══ EXERCISE DATA ══

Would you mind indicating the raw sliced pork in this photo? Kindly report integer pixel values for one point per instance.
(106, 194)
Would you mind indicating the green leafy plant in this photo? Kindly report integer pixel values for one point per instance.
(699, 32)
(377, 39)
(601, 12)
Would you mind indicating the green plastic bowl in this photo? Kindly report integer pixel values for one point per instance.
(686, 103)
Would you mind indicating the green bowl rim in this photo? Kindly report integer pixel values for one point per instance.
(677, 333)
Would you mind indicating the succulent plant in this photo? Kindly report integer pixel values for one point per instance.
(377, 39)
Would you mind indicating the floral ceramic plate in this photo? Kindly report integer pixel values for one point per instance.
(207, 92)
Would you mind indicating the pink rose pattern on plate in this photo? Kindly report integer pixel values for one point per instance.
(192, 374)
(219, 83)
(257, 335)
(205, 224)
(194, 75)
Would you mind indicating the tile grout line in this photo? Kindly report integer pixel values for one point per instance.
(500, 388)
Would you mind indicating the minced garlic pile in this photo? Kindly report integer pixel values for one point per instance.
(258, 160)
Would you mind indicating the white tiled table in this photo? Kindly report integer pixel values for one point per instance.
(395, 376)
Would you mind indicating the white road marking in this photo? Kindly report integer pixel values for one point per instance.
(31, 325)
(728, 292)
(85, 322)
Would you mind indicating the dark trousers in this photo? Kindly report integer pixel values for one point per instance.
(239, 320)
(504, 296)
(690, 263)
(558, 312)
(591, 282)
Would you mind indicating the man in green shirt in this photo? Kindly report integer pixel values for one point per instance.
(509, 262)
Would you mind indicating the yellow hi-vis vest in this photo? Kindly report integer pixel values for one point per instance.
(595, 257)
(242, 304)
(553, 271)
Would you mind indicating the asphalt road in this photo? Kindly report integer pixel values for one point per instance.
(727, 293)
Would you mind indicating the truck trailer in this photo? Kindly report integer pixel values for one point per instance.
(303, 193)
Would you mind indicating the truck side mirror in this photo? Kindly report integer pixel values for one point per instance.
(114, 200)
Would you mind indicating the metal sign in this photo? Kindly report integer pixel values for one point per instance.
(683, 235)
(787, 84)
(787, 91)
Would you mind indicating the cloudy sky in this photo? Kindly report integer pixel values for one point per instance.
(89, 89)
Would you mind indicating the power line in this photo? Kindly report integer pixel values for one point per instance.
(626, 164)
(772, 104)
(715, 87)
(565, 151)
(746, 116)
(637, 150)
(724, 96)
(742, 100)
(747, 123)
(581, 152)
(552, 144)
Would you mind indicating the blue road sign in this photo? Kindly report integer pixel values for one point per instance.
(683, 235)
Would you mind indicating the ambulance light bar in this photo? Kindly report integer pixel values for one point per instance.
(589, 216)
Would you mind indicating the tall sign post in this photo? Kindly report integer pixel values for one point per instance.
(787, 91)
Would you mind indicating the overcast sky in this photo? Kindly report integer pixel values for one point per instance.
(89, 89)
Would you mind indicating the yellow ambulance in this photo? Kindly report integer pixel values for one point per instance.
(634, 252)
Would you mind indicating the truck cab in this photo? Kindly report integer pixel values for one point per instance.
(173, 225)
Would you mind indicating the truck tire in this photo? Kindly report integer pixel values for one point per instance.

═══

| PROBLEM DESCRIPTION |
Copy the records word for word, starting at the line that contains "Would you mind indicating the power" and ending at the end of the records, with both ends included.

| EXERCISE ANSWER |
Would you mind indicating the power line in this photo? Kindly report integer pixel values for one point per instance.
(626, 164)
(772, 104)
(715, 87)
(565, 151)
(746, 116)
(637, 150)
(724, 96)
(742, 100)
(747, 123)
(581, 152)
(552, 144)
Would you mind indicating the blue road sign in this photo? Kindly report integer pixel values for one point per instance.
(683, 235)
Would you mind indicating the ambulance light bar in this photo? Kindly report integer pixel values for one point per instance.
(589, 216)
Would you mind indicating the tall sign post in this photo? Kindly report integer pixel values for one point per instance.
(787, 91)
Would you mind indicating the overcast sky in this photo? Kindly report integer pixel values for one point per instance.
(89, 89)
Would you mind indicating the yellow ambulance in this photo? Kindly report integer pixel values for one point per instance.
(634, 252)
Would you mind indicating the truck cab in this photo? Kindly report integer pixel values for one point per instance.
(173, 225)
Would you mind indicating the truck tire in this photo? Kindly report integer pixel values for one point per instance.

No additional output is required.